The problem: List every line of the listing below that contains the word "cardigan", treating uppercase and lowercase as different.

[start of Data]

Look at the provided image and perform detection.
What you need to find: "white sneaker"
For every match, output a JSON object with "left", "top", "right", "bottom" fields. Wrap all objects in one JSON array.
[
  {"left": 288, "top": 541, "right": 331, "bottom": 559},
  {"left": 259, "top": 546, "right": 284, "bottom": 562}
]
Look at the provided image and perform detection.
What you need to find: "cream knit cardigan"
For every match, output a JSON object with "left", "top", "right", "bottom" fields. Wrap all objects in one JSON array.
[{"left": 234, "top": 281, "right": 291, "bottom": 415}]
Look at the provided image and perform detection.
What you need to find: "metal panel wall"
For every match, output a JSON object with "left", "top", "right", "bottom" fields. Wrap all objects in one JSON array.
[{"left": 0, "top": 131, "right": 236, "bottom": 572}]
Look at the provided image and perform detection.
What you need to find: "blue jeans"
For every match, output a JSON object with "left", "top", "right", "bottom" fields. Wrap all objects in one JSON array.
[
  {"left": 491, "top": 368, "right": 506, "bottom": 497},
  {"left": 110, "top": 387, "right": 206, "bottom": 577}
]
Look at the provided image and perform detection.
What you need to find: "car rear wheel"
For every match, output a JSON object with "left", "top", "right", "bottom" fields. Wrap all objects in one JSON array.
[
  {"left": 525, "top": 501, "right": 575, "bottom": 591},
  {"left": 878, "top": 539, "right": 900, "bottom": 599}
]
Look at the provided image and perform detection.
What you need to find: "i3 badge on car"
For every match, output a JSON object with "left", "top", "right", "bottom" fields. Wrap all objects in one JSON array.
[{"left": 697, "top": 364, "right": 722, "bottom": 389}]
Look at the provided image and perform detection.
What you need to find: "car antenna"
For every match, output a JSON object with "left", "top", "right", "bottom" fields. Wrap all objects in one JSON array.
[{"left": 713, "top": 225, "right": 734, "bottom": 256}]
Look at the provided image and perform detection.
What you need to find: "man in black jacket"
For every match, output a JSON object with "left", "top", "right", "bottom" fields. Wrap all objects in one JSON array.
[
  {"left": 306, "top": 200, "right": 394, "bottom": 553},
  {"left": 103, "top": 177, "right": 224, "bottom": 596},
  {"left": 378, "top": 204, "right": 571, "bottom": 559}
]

[end of Data]

Answer to the task:
What you need to find: "cream knit cardigan"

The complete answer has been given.